→ **TASK LIST**
• A. Do these statements agree with the opera review? Answer yes or no for each, and quote the words of the review that decide it. (i) The torture in the opera is shown on stage. (ii) The Metropolitan Opera has never staged I Due Foscari. (iii) The role of Jacopo Foscari was sung by a baritone.
• B. According to the opera review, in what year did I Due Foscari first appear on the OONY series?

** start QUOTED TEXT **

Torture eliciting confessions to crimes played a role as well in the opera by Verdi, I Due Foscari (1844) as performed by the Opera Orchestra of New York (OONY) on December 13. To be sure the torture in question, unlike in the movie, took place in Greek style -- that is, narrated, but not depicted on stage. Even the reappearance of the non-murdered victim in the movie found its parallel in the opera, based on a tragedy by Lord Byron as adapted by Piave, when a letter was sung from the actual murderer confessing to the crime that had started the original feud and absolving the family falsely accused. (I mention the opera as "following" the movie, which was made 150 years later, because that was the order in which I saw them.)

Conductor Eve Queler continued in her unique role of searching out and forcefully directing rarely heard operas to her fortunate public in New York. (Last year I saw and enjoyed her production of L'Amore dei Tre Re of Montemezzi.) Here Maestra Queler was joined by the magnificent chorus of The New York Choral Ensemble, Italo Marchini, director; as well as by soprano Julianna di Giacomo as Lucrezia Contarini, wife of Jacopo Foscari, tenor Aquiles Machado as Jacopo, and baritone Paolo Gavanelli as Francesco Foscari, doge of Venice, and Jacopo's father.

I chatted with Eve backstage afterwards. (Our collaboration goes back some 30 years: I was her concertmaster for a New Year's Eve OONY performance of Wagner's Tristan und Isolde at Carnegie Hall in 1979.) We traded observations on which operas she had brought to New York audiences: though she had not yet brought Richard Strauss's first opera, Feuersnot, to New York, she had indeed brought his second, Guntram. Though she has yet to present Puccini's first opera, Le Villi, later this season she will bring his second, Edgar, and actually for the second time in the OONY's history (originally 1977). I owe to Eve one of the most exciting experiences I have ever had in the operatic theater: her direction of Wagner's third opera, Rienzi, at the Kennedy Center in Washington some 25 years ago. Whatever Rienzi's history of performances at the Metropolitan Opera might be, Eve observed to me that in its entire history the Met had not once brought I Due Foscari to its stages, though this was the second time for this opera to appear on the OONY series (originally 1981).

(Wagner's second opera, Das Liebesverbot [1834-36], is about to receive only its second full staging in North America at the Glimmerglass Opera next summer. Glimmerglass is presenting an all-Shakespeare season and Wagner's opera is based on Measure for Measure. The Lyric Opera of Los Angeles gave it its North American premiere last year. I attended a concert version of this opera 30 years ago at the Waterloo Festival in New Jersey as directed by Gerhard Schwarz. Imagine having to wait 170 years for an opera by Wagner! I guess he just didn't have a big enough reputation.)

Unless you are a student of the history of the Venetian Republic in the 15th century or the works of Lord Byron, the title, "I Due Foscari" (FOSS-ka-ree, not fos-KAH-ree), might remain a puzzle to you, as it did to me for many years of reading about it. Heaven knows what I imagined "foscari" to be. It turns out that "Foscari" is the surname of the Venetian doge, Francesco (1453-57) and his son, Jacopo. It is the son who, for various crimes, has been tortured and banished to lifelong exile from Venice by the malevolent council of 10 who actually run the show despite the elder Foscari's facade of authority. A member of the council, Jacopo Loredano, has a revenge score to settle with both Francesco and Jacopo, and succeeds mightily and tragically in this before the opera is over.

** end QUOTED TEXT **
** start GIVEN RECORDS **

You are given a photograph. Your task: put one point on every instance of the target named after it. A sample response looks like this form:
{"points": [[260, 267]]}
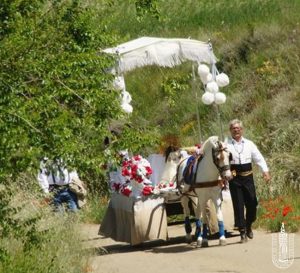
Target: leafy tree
{"points": [[56, 96]]}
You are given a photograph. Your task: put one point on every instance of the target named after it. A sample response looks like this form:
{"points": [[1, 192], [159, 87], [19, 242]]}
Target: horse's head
{"points": [[221, 157]]}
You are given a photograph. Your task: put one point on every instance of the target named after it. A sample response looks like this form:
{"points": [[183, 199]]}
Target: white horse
{"points": [[210, 172]]}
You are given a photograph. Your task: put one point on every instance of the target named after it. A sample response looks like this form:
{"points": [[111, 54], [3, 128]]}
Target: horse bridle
{"points": [[215, 152]]}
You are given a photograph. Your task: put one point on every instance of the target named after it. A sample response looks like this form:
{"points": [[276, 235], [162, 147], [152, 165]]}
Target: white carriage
{"points": [[136, 220]]}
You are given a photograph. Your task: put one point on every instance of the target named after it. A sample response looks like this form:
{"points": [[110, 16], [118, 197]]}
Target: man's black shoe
{"points": [[244, 238], [249, 233]]}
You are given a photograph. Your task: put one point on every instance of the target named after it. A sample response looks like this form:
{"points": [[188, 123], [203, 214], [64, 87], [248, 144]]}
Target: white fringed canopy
{"points": [[161, 52]]}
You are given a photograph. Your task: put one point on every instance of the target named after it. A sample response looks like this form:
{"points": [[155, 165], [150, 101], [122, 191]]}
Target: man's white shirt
{"points": [[244, 152]]}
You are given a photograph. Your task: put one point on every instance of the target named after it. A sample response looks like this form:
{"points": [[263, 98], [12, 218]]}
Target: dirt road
{"points": [[175, 256]]}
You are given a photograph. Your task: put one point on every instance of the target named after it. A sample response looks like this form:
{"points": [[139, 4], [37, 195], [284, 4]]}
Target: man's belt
{"points": [[235, 173]]}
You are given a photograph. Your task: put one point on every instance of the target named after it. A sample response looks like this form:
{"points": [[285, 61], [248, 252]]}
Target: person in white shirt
{"points": [[54, 179], [242, 188]]}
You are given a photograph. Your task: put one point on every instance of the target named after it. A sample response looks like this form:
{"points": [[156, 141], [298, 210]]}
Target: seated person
{"points": [[54, 179]]}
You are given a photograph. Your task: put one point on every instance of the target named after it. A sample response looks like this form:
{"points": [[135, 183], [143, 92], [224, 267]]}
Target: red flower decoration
{"points": [[286, 210], [126, 191]]}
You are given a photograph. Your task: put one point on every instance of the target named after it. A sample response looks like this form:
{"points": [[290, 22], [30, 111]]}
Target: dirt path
{"points": [[175, 256]]}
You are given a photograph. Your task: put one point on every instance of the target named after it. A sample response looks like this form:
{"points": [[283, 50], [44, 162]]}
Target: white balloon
{"points": [[212, 87], [126, 97], [119, 83], [208, 98], [220, 98], [222, 79], [203, 70], [127, 107], [206, 78]]}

** end GIVEN RECORDS **

→ **RESPONSES FOR EACH TASK**
• A.
(i) No: "narrated, but not depicted on stage"
(ii) Yes: "in its entire history the Met had not once brought I Due Foscari to its stages"
(iii) No: "tenor Aquiles Machado as Jacopo"

• B. 1981